Required tasks →
1. List every year that the passage on Ossian Edmund Borg gives as a four-digit number, naming each year once.
2. Carry on the passage about Ossian Edmund Borg, starting after its final sentence.

Passage for review →
Swedish teacher of the deaf

Ossian Edmund Borg (6 August 1812 – 10 April 1892) was a Swedish teacher of the deaf and head of the Manillaskolan school for the deaf. He was the son of Pär Aron Borg, pioneer of deaf schooling in Sweden.

== Life and work ==
Borg was born 6 August 1812 in Hedvig Eleonora Parish, Stockholm, Sweden, to Pär Aron Borg, three years after his father founded Allmänna institutet för döva och blinda å Manilla (Manillaskolan), the first school for the deaf in Sweden.

Borg began his studies in Uppsala, Sweden, in 1832; he had decided on the medical field and was ready to take his bachelor's degree in medicine when his studies were interrupted due to the death of his father in 1839. Borg was immediately appointed director and first teacher at the Institute for the Deaf and Blind; he had previously run the institute during his father's trips abroad. Borg would subsequently devote his entire life to the further expansion and development of the institute.

Provided material →
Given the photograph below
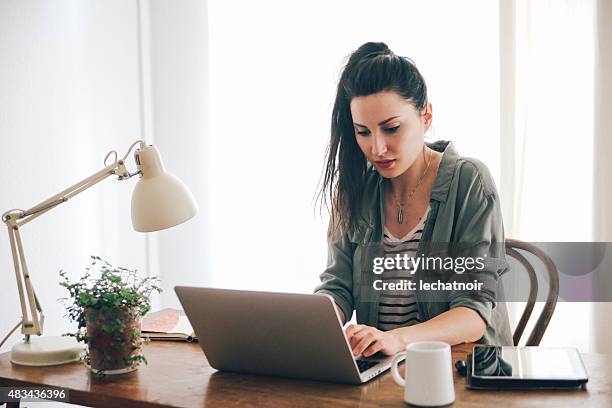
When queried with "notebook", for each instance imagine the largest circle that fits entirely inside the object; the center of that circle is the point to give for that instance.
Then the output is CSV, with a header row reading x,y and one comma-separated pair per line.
x,y
167,324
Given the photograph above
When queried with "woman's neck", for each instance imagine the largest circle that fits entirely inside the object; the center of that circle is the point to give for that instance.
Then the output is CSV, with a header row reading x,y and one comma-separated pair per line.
x,y
403,184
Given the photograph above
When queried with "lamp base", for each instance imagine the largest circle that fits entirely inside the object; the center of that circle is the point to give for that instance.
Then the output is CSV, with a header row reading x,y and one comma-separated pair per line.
x,y
46,351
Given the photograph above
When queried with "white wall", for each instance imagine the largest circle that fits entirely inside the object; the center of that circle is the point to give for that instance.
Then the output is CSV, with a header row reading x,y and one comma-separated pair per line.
x,y
68,94
178,68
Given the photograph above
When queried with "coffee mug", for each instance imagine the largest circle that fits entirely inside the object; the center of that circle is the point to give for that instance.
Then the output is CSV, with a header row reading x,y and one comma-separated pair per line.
x,y
429,374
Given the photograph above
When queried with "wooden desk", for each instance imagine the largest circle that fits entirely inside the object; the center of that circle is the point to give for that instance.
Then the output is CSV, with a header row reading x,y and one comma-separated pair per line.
x,y
179,375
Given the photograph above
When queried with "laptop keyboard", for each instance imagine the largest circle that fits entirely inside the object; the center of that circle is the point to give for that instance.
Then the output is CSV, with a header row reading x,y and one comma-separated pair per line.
x,y
364,365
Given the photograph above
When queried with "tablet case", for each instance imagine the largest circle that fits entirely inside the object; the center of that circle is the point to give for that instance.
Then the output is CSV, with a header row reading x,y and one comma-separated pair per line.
x,y
476,383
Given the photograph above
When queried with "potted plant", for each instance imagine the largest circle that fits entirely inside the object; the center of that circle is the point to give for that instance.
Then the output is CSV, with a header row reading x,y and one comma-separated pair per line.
x,y
107,303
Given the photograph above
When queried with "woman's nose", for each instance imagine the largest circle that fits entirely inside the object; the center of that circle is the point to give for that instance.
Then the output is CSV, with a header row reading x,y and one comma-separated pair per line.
x,y
379,147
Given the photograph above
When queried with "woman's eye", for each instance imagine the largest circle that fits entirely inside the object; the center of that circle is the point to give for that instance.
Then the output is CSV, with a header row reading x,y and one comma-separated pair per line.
x,y
392,130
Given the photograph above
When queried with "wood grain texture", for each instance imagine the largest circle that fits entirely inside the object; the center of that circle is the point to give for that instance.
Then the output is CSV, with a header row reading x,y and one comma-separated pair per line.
x,y
179,375
551,299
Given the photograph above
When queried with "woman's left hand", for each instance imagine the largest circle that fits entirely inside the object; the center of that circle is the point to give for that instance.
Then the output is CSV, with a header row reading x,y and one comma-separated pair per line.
x,y
368,340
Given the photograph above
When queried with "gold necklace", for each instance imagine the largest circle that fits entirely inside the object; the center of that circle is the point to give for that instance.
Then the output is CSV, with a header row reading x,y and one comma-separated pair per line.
x,y
400,205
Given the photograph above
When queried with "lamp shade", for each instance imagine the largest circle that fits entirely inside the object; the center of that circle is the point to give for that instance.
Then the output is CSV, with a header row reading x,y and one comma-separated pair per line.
x,y
160,200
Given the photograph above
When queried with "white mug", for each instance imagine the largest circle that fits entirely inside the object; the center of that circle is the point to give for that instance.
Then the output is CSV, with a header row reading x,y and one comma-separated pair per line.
x,y
429,374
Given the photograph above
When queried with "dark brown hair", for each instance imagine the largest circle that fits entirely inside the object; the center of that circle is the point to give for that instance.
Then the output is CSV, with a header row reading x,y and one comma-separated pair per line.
x,y
372,68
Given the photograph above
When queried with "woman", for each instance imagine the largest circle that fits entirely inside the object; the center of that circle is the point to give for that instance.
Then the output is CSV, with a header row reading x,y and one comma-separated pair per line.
x,y
393,194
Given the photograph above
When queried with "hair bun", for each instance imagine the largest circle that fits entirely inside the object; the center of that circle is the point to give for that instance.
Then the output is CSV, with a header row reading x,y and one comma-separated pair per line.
x,y
369,50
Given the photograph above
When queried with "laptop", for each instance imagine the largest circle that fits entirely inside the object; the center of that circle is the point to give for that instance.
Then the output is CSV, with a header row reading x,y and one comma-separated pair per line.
x,y
278,334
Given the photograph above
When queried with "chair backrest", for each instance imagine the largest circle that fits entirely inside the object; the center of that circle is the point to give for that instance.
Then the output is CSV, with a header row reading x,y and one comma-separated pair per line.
x,y
512,247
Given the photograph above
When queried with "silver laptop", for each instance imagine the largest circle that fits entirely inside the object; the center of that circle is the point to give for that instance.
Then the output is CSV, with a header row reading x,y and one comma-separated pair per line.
x,y
280,334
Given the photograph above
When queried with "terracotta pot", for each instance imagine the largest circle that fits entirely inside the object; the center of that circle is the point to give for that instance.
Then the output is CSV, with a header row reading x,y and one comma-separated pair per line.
x,y
108,350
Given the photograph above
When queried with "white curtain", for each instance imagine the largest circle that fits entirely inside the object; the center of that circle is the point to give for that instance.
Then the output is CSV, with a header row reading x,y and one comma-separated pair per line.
x,y
602,194
562,50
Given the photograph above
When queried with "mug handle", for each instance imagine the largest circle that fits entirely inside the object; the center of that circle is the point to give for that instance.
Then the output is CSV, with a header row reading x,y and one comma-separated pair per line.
x,y
395,372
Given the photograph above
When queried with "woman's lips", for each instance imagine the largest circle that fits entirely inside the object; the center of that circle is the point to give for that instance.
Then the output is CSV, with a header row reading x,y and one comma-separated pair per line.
x,y
385,164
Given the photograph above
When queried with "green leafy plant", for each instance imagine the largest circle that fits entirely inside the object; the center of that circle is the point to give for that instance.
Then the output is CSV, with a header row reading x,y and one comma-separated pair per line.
x,y
107,304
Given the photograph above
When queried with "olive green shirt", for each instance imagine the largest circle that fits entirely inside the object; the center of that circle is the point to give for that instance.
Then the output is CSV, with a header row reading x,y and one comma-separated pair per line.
x,y
465,209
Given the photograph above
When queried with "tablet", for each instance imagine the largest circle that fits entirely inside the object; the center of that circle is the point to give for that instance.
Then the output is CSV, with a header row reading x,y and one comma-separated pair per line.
x,y
526,367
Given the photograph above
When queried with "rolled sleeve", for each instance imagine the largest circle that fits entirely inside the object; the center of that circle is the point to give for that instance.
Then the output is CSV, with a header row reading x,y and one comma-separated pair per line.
x,y
480,233
337,278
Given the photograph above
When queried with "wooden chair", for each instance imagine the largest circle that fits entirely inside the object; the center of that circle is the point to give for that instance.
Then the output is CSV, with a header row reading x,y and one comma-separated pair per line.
x,y
512,245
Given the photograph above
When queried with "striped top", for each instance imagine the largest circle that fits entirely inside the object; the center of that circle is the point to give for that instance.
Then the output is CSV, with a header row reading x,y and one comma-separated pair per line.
x,y
397,308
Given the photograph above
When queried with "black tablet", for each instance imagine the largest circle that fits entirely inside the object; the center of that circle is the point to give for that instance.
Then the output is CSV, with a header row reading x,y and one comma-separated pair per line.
x,y
494,367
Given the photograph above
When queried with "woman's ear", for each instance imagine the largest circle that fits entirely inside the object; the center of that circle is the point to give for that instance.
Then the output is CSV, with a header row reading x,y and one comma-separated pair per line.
x,y
428,115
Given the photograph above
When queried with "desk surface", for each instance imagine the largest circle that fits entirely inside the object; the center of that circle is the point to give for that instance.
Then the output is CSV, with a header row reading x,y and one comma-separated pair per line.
x,y
179,375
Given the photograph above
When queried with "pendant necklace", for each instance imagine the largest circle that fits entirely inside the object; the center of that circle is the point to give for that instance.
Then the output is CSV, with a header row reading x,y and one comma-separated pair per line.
x,y
400,204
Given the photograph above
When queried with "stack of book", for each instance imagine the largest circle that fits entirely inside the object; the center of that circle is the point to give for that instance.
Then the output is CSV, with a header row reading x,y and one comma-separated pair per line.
x,y
167,324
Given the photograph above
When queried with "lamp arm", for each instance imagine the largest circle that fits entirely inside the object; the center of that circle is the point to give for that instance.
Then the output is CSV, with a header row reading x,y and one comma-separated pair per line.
x,y
33,322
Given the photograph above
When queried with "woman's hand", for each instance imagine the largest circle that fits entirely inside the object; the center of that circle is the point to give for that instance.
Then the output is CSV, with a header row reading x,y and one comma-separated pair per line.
x,y
367,340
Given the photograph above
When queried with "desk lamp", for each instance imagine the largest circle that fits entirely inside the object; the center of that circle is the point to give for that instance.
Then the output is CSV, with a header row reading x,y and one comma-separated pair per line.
x,y
159,201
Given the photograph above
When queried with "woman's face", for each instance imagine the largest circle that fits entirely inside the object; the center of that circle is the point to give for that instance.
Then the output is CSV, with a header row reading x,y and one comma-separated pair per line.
x,y
389,131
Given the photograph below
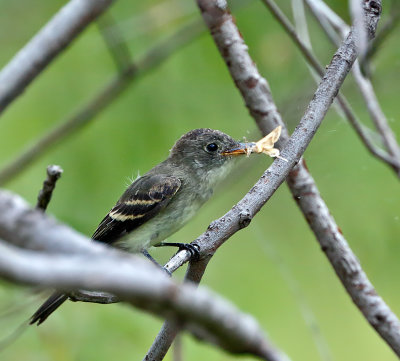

Response list →
1. 1812, 1892, 1832, 1839

2.
Special grants from King Oscar I and the Riksdag in 1844 enabled Borg to build a completely new department for the blind, which had previously been housed with the others in the main building, and also to erect a new main building on the site in 1864.

Borg knew Carl Oscar Malm, a former student at Manillaskolan from Finland who had studied there during Borg's time as director. Malm considered him a role model; he exchanged letters with Malm, providing detailed advice and supporting him in founding the first school for the deaf in Finland, which opened in Porvoo in 1846.

On 31 August 1848, Borg married his cousin, Anna Sofia Karolina Sadelin.

On 3 May 1868, Borg, together with artist Albert Berg and teacher of the deaf Fritjof Carlbom, founded the Deaf-Mute Society/Stockholms Dövas Förening. He retired in 1875, but continued to assist at the teacher training college he had founded in Manilla and teaching private lessons in sign language.

Borg died 10 April 1892 in Stockholm and is buried in Norra begravningsplatsen.